Work required — Rewrite the rows between the lines holding "Each instance of the blue" and "MULTIPOLYGON (((142 236, 230", inclusive, as a two-column CSV with the header input,output and one line for each row: the row's text under input and its answer under output. Put each field in double quotes and replace line breaks with spaces.
=======
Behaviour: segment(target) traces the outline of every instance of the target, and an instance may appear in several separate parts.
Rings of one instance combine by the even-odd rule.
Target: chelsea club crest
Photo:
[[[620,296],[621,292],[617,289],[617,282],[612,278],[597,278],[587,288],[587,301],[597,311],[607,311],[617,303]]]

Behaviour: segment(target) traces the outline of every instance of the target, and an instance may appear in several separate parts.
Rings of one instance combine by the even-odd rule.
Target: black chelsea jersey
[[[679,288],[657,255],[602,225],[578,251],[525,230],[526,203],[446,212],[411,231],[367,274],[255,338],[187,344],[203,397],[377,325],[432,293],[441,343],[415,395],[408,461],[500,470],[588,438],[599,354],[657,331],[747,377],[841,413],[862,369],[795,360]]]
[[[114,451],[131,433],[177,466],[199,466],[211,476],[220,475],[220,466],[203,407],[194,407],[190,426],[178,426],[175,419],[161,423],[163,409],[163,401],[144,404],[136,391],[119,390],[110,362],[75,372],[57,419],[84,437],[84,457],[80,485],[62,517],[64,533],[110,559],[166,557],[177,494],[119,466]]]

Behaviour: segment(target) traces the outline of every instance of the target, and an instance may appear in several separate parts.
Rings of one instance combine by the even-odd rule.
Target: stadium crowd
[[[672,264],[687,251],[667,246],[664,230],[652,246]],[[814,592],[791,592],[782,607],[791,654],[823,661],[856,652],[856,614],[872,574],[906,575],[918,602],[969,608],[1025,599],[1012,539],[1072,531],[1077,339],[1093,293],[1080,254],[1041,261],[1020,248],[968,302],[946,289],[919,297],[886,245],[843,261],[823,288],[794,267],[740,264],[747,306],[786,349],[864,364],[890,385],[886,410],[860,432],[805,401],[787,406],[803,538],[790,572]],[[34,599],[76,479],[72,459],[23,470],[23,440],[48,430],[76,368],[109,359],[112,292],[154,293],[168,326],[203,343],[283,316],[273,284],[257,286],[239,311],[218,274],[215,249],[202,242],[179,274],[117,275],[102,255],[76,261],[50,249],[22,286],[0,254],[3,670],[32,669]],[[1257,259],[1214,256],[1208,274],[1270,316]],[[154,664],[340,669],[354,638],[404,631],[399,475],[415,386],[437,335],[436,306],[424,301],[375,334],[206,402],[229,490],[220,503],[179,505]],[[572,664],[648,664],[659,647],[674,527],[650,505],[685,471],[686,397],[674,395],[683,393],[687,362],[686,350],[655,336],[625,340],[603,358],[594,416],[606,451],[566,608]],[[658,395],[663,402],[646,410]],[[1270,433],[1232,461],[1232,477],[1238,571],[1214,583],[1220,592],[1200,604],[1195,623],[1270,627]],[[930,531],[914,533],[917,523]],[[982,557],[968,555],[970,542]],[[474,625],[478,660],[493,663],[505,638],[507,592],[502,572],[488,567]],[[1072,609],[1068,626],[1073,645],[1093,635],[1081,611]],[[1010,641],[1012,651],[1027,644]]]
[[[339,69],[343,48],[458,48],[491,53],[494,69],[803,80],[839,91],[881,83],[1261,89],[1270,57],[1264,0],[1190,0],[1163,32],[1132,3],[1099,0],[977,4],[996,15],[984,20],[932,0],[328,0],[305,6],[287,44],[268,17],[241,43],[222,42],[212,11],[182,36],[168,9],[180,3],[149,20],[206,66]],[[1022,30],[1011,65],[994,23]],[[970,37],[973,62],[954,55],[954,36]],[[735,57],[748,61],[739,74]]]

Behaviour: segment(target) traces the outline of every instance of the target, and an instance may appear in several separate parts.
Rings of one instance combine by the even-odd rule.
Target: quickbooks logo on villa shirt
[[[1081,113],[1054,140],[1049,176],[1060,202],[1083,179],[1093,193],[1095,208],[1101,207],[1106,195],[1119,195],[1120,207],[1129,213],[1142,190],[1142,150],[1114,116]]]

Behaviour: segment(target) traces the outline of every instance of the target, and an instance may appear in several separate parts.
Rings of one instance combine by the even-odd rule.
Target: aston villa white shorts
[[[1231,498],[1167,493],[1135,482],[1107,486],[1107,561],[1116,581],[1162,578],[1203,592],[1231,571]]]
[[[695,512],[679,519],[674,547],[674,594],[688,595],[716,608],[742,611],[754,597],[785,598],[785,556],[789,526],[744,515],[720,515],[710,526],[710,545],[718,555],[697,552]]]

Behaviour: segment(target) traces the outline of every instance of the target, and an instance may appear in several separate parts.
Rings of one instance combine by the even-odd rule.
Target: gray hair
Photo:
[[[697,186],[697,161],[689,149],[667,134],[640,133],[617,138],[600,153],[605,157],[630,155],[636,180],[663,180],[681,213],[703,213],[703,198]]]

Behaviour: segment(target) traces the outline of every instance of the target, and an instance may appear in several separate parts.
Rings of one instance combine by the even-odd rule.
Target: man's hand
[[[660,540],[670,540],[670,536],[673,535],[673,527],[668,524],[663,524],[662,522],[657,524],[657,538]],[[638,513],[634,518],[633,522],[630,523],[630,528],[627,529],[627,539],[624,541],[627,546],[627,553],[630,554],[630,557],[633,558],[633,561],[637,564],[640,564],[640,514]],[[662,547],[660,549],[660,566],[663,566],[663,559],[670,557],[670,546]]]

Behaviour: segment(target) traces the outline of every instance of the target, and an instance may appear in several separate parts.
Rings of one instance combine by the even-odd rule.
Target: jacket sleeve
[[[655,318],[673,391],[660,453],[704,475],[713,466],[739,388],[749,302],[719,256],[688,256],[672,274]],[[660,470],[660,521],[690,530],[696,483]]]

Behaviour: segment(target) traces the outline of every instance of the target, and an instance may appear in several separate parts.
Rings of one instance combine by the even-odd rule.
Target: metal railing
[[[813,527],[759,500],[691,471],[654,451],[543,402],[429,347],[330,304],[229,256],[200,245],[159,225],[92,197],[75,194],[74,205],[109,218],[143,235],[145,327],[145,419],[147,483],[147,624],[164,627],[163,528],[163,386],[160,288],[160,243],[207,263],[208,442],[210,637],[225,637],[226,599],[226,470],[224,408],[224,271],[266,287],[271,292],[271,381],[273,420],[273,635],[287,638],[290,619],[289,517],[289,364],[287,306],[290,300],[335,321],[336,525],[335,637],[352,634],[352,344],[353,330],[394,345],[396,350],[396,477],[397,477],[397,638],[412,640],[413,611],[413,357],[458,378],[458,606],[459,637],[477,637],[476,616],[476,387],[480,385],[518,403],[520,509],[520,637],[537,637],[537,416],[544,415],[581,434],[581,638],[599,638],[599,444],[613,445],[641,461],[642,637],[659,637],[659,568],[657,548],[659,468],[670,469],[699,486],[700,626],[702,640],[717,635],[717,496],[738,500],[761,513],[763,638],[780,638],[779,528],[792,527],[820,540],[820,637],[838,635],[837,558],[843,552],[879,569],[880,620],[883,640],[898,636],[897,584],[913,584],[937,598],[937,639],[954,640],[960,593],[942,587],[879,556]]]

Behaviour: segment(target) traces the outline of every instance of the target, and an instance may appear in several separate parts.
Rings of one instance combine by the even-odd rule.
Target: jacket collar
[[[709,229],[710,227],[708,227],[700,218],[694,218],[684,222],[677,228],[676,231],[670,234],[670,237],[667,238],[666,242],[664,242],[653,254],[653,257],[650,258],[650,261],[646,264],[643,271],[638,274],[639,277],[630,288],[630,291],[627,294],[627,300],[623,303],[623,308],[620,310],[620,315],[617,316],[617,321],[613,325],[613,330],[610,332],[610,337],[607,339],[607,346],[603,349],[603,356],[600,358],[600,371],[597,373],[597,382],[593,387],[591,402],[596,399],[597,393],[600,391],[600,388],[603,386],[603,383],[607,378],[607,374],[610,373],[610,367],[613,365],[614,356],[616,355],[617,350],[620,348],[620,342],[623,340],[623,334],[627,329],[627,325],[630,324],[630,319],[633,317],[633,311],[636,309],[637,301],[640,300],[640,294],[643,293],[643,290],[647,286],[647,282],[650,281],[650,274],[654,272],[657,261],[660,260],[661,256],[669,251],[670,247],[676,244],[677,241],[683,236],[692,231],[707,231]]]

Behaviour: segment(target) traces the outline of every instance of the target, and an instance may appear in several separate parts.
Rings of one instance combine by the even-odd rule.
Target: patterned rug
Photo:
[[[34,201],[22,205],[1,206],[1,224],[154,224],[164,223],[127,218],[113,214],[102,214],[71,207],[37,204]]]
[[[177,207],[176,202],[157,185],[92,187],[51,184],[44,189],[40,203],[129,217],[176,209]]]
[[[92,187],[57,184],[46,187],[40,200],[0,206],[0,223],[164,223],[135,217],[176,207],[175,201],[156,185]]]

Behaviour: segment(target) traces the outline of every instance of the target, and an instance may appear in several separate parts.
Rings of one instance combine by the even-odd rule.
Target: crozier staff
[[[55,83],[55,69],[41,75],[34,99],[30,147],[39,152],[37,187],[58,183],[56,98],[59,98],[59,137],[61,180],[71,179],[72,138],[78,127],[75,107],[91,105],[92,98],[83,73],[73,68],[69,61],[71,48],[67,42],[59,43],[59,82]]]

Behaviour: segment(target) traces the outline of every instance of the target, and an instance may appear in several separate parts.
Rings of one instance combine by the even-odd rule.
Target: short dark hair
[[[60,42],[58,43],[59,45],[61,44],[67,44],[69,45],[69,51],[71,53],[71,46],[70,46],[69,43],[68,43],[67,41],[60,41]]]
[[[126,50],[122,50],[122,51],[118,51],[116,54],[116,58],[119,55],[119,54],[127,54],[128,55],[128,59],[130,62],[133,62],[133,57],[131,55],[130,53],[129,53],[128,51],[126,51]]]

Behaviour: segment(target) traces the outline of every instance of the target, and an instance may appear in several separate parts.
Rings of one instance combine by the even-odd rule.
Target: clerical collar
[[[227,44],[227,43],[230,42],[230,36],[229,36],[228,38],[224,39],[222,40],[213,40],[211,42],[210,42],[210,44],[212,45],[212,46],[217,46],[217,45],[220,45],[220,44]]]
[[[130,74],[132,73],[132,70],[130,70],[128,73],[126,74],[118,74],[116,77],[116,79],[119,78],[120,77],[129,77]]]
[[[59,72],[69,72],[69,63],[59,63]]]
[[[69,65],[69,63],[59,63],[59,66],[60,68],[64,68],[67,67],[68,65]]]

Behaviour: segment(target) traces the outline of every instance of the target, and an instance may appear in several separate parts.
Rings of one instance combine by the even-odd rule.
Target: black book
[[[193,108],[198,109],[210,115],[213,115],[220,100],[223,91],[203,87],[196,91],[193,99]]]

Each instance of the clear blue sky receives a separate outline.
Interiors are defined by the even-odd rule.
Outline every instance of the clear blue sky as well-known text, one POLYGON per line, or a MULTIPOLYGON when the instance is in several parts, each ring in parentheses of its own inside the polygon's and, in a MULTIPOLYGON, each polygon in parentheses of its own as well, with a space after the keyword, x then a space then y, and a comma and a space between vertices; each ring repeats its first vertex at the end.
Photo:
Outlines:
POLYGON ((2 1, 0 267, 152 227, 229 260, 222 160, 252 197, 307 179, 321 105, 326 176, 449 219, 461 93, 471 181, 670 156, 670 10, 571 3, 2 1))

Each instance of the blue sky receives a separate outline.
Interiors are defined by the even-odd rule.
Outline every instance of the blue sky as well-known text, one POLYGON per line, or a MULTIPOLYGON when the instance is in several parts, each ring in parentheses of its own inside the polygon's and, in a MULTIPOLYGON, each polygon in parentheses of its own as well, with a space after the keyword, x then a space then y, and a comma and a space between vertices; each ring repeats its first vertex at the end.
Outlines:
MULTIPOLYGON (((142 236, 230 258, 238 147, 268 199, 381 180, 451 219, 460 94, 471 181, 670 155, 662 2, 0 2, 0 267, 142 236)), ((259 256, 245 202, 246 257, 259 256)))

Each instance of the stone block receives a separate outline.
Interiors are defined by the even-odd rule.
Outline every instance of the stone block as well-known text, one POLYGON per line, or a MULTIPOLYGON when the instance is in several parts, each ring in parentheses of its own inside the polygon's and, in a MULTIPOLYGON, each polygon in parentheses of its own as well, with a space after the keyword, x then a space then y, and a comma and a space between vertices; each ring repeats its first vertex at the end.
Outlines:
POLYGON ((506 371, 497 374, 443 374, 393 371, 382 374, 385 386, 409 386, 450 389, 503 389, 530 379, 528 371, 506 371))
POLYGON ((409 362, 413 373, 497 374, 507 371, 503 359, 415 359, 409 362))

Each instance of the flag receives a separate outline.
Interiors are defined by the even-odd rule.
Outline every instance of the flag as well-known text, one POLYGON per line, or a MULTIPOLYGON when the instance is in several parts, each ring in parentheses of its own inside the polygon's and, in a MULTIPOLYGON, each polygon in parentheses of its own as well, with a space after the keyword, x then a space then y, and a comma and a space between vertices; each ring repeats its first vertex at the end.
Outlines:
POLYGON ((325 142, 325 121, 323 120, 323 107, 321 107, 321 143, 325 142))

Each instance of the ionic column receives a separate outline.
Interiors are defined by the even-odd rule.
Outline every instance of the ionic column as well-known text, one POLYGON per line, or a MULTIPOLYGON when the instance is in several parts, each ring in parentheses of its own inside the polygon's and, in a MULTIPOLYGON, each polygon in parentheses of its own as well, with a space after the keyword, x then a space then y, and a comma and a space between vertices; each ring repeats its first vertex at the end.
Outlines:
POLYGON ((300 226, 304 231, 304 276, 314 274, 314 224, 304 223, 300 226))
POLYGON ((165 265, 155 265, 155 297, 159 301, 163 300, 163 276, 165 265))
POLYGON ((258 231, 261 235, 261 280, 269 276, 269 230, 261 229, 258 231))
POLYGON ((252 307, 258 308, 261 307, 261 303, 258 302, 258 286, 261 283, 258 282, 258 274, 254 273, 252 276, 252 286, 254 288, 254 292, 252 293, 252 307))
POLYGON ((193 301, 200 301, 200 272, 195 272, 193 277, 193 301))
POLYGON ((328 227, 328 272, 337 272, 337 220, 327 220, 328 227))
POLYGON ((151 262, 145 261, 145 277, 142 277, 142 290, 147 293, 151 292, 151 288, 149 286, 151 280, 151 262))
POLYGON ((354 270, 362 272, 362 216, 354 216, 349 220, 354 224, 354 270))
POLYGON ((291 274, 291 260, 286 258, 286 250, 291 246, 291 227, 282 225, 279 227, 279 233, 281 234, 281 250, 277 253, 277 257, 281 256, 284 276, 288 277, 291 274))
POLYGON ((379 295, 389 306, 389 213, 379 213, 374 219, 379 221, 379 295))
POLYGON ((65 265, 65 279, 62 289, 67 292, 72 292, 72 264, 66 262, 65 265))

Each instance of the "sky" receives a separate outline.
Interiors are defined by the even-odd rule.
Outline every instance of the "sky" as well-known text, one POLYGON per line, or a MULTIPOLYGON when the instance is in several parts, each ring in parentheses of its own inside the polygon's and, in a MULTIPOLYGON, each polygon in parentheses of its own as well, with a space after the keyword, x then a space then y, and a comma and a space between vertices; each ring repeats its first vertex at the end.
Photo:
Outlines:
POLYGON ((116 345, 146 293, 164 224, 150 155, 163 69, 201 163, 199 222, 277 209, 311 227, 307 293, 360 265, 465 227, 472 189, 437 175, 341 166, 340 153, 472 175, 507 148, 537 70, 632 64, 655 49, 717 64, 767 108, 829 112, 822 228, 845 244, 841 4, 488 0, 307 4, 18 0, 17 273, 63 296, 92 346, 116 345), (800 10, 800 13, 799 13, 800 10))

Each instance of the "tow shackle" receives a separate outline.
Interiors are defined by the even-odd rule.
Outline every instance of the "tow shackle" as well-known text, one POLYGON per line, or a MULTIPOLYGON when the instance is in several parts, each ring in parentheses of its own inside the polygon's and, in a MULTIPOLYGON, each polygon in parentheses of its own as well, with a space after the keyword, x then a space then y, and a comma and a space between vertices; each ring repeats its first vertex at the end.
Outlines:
=======
Final result —
input,output
"Each instance of the blue sky receives a separate outline. Interiors are defined by the even-odd rule. Outline every instance of the blue sky as well-known text, one POLYGON per line, or a MULTIPOLYGON when the instance is in several parts, each ring in parentheses of its own inside the polygon's and, in a MULTIPOLYGON, each polygon in parentheses of its own as well, with a space after the keyword, x then a space then y, and a comma and a space between vertices; each ring repeats its first vertex at the end. Outlines:","MULTIPOLYGON (((142 236, 230 258, 238 147, 268 199, 381 180, 451 219, 460 94, 471 181, 670 155, 662 2, 0 2, 0 267, 142 236)), ((259 256, 245 202, 246 257, 259 256)))"